◆ Given problem: All of the records below should be output exactly.

◆ A run of records:
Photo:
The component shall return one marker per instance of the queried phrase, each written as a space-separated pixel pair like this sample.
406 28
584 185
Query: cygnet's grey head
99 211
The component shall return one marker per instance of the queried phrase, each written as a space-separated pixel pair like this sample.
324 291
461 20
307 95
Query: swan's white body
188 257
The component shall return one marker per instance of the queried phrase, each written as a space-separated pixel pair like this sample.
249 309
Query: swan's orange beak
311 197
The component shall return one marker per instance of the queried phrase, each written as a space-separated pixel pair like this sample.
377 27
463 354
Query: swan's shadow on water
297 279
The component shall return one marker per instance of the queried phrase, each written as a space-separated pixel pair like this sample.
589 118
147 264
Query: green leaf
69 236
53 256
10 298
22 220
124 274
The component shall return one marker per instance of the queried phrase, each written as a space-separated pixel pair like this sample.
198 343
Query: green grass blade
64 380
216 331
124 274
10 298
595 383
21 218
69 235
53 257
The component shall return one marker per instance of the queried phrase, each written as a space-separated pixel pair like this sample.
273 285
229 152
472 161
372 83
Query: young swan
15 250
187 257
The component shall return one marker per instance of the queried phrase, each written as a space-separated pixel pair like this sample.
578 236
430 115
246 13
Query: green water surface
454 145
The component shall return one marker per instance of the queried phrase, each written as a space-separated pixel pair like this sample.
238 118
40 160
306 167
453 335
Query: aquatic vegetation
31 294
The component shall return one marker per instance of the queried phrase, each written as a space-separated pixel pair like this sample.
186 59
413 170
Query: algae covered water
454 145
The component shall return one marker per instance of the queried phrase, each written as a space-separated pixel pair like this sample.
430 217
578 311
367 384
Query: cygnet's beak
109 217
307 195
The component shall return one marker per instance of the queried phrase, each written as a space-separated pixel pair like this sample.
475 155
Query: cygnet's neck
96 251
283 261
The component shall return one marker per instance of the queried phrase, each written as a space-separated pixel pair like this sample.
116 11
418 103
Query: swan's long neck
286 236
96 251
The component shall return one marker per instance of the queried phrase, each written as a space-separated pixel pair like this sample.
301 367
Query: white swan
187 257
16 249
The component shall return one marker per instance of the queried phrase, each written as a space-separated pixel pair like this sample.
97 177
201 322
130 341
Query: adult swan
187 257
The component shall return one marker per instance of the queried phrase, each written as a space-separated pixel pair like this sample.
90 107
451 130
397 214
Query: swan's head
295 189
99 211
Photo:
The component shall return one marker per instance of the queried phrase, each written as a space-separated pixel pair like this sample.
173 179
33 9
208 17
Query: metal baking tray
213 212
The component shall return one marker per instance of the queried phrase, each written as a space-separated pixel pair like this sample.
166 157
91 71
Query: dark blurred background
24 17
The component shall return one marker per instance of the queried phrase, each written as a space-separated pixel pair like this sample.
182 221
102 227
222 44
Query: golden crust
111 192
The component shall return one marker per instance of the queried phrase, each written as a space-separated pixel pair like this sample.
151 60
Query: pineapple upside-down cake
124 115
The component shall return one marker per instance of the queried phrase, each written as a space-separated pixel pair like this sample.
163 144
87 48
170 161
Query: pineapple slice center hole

◆ Complete answer:
Photo:
The component shall return one marker per instance of the queried phrase, each written as a space-separated pixel pair like this sample.
406 28
584 185
Query: cygnet's grey head
99 211
The component shall return one marker per instance of the queried phrase, each written as a space-separated pixel pair like this sample.
324 291
461 20
307 95
Query: swan's white body
188 257
The component shall return one marker per instance of the queried phrase, each written as a space-separated pixel pair like this sample.
249 309
Query: swan's orange beak
311 197
The component shall return one marker per instance of the queried phrase, each written as a space-separated pixel pair like this sample.
377 27
463 354
Query: swan's shadow on water
297 279
The component shall return one marker per instance of the queried phrase, each written as a space-separated pixel pair like this sample.
589 118
147 264
Query: green leaf
69 236
53 256
10 298
22 220
124 274
The component shall return one marker per instance of the queried phrase, each written as a space-separated pixel pair like this sample.
198 343
Query: green grass blade
64 380
216 331
124 274
10 298
595 383
21 218
69 235
53 257
The component shall return one marker per instance of the queried phrase, each written as a space-separated pixel pair like this sample.
273 285
229 152
472 161
372 83
Query: young swan
15 250
187 257
The component shall return one marker per instance of the queried phrase, each written as a space-separated pixel pair like this sample.
578 236
430 115
246 13
Query: green water surface
454 145
The component shall return one marker per instance of the queried phrase, each written as a space-separated pixel pair like this sample.
238 118
40 160
306 167
453 335
Query: aquatic vegetation
31 294
The component shall return one marker per instance of the queried phrase, each written as a space-separated pixel pair like this sample.
186 59
413 170
Query: algae covered water
454 145
The component shall return one marker per instance of the queried phrase, each written as a space-separated pixel pair like this sample.
430 217
578 311
367 384
Query: cygnet's beak
109 217
307 195
The component shall return one marker per instance of the queried phrase, each written as a space-separated pixel pair like this sample.
475 155
Query: cygnet's neck
96 251
283 261
The component shall return one marker per instance of the queried phrase, each written as a space-separated pixel pair like this sample.
116 11
418 103
Query: swan's long neck
286 236
96 251
The component shall return one marker per instance of the queried phrase, each written as a space-separated pixel pair like this sample.
301 367
Query: white swan
187 257
16 249
The component shall return one marker per instance of the queried phrase, each written as a space-separated pixel pair like this sample.
97 177
201 322
130 341
Query: adult swan
187 257
The component shall return one marker per instance of the queried phrase, each written as a space-separated pixel pair like this sample.
90 107
451 130
397 214
Query: swan's head
295 189
99 211
Photo:
The component shall return one marker per instance of the queried phrase, each written as a space-separated pixel pair like this sample.
173 179
33 9
208 17
Query: metal baking tray
213 212
The component shall return one marker per instance of the queried phrase, each written as a space-separated pixel pair like this sample.
166 157
91 71
Query: dark blurred background
24 17
The component shall return one marker per instance of the queried phrase, each written as a space-separated pixel pair like this sample.
182 221
102 227
222 44
Query: golden crust
111 192
The component shall return one marker per instance of the queried phrase, each written as a space-separated pixel pair like this sample.
151 60
Query: pineapple upside-down cake
124 115
The component shall return one marker per instance of the queried phrase, each written as a space-separated pixel pair like this sample.
163 144
87 48
170 161
Query: pineapple slice center hole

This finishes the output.